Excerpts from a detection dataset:
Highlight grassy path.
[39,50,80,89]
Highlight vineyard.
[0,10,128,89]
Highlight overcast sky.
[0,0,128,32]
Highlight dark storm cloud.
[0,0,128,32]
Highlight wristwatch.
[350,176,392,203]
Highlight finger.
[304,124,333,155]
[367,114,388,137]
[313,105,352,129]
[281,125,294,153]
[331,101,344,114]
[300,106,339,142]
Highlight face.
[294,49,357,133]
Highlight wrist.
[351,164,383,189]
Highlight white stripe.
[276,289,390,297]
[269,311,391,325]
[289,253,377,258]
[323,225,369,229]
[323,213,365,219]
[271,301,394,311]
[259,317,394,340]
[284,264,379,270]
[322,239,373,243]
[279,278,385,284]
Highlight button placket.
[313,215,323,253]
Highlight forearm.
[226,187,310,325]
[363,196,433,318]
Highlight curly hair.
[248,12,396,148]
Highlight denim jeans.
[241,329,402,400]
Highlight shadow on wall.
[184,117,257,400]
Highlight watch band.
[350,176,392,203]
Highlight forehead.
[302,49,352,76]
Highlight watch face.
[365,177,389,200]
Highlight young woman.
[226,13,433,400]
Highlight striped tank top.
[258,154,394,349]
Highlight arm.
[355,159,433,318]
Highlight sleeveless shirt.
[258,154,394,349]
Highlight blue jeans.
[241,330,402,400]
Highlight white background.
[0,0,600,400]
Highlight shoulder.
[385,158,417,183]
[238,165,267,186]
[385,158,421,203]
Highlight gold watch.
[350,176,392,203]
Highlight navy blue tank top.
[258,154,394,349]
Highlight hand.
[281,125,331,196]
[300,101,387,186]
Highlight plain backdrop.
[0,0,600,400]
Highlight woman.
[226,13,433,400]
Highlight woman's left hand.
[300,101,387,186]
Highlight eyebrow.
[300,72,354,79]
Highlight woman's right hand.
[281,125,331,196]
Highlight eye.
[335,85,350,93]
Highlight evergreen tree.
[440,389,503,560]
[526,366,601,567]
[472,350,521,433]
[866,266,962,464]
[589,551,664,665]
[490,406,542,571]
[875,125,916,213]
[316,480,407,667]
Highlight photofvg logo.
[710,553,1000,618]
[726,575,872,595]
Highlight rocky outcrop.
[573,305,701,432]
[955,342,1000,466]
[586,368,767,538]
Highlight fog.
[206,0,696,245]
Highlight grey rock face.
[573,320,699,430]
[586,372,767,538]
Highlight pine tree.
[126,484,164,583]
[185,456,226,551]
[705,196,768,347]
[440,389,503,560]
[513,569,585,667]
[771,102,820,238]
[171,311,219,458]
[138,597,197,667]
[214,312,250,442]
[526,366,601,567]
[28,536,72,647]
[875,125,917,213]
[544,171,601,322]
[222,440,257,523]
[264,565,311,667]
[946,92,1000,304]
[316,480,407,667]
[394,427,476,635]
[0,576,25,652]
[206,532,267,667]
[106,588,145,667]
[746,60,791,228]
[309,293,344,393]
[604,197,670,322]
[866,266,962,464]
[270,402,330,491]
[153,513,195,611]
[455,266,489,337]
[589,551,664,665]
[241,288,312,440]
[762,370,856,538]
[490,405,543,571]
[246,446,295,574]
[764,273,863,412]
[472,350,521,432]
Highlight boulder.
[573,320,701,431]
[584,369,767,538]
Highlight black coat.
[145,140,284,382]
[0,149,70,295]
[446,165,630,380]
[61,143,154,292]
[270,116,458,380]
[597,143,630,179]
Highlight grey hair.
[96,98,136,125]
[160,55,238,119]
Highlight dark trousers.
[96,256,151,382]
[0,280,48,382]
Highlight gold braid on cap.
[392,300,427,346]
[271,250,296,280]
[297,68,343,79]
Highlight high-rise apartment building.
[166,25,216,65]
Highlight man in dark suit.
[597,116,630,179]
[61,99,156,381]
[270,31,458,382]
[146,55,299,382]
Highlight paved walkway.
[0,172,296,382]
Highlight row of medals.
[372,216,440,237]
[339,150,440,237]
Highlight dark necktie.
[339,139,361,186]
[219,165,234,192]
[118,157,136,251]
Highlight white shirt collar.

▶ What is asked: Repeat all of the entries above word for word, in the same order.

▶ Reply to the exercise:
Highlight grassy path.
[39,50,80,89]
Highlight vineyard.
[0,10,128,89]
Highlight overcast sky.
[0,0,128,32]
Highlight dark storm cloud.
[0,0,128,32]
Highlight wristwatch.
[350,176,392,203]
Highlight finger.
[304,124,333,155]
[367,114,388,137]
[313,105,352,129]
[281,125,294,153]
[331,101,344,114]
[300,106,339,142]
Highlight face.
[294,49,357,133]
Highlight wrist.
[351,164,383,189]
Highlight white stripe.
[276,289,390,297]
[269,311,391,325]
[289,253,377,258]
[323,225,369,229]
[323,213,365,219]
[271,301,394,311]
[259,317,394,340]
[284,264,379,270]
[322,239,373,243]
[279,278,385,284]
Highlight button placket.
[313,215,323,253]
Highlight forearm.
[226,187,310,325]
[363,196,433,318]
Highlight curly hair.
[248,12,396,148]
Highlight denim jeans.
[241,329,402,400]
Highlight shadow on wall.
[184,117,257,400]
Highlight watch band.
[350,176,392,203]
Highlight forehead.
[302,49,352,76]
Highlight watch face.
[365,177,389,200]
Highlight young woman.
[226,13,433,400]
Highlight striped tank top.
[258,154,394,349]
Highlight arm.
[355,159,433,318]
Highlight sleeveless shirt.
[258,154,394,349]
Highlight blue jeans.
[241,330,402,400]
Highlight white background.
[0,0,600,400]
Highlight shoulder.
[385,158,417,183]
[238,165,267,186]
[385,158,421,203]
Highlight gold watch.
[350,176,392,203]
Highlight navy blue tank top.
[258,154,394,349]
Highlight hand.
[281,125,331,196]
[300,101,387,186]
Highlight plain backdrop.
[0,0,600,400]
Highlight woman.
[226,13,433,400]
Highlight woman's left hand.
[300,101,387,186]
Highlight eyebrow.
[300,72,354,79]
Highlight woman's right hand.
[281,125,331,196]
Highlight eye.
[335,85,350,93]
Highlight evergreen tree.
[440,389,503,560]
[526,366,601,567]
[472,350,521,433]
[866,266,962,464]
[589,551,664,665]
[490,406,542,571]
[875,125,916,213]
[316,480,407,667]
Highlight photofvg logo.
[710,553,1000,618]
[726,575,872,595]
Highlight rocky outcrop.
[573,305,701,432]
[955,342,1000,466]
[586,368,767,538]
Highlight fog.
[206,0,696,245]
Highlight grey rock face.
[573,320,699,430]
[586,372,767,538]
Highlight pine tree.
[126,484,164,583]
[185,456,226,551]
[705,196,768,347]
[440,389,503,560]
[513,569,585,667]
[771,102,820,238]
[171,311,219,458]
[138,597,197,667]
[214,312,250,442]
[526,366,601,567]
[28,536,72,647]
[875,125,917,213]
[544,171,601,322]
[222,440,257,523]
[264,565,311,667]
[946,92,1000,304]
[316,480,407,667]
[394,427,476,635]
[0,576,25,652]
[206,532,267,667]
[106,588,145,667]
[746,60,791,228]
[309,293,344,393]
[604,197,670,322]
[866,266,962,464]
[270,402,330,491]
[153,513,195,611]
[455,266,489,337]
[589,551,664,665]
[241,288,312,440]
[762,370,856,538]
[490,405,543,571]
[246,446,295,574]
[764,273,863,412]
[472,350,521,432]
Highlight boulder.
[573,320,701,431]
[584,369,767,538]
Highlight black coat.
[145,140,284,382]
[0,149,70,295]
[446,165,630,380]
[61,143,154,292]
[270,116,458,380]
[597,143,630,179]
Highlight grey hair.
[96,98,136,125]
[160,55,238,119]
Highlight dark trousers.
[96,256,151,382]
[0,280,48,382]
Highlight gold braid on cap.
[392,300,427,346]
[271,250,296,280]
[297,68,343,79]
Highlight high-rise apartment building.
[166,25,216,65]
Highlight man in dark suit.
[597,116,630,179]
[61,99,156,381]
[270,31,458,382]
[146,55,299,382]
Highlight paved walkway.
[0,172,296,382]
Highlight row of medals.
[372,216,440,237]
[339,150,440,237]
Highlight dark necktie.
[339,139,361,186]
[219,165,234,192]
[118,157,136,251]
Highlight white shirt collar.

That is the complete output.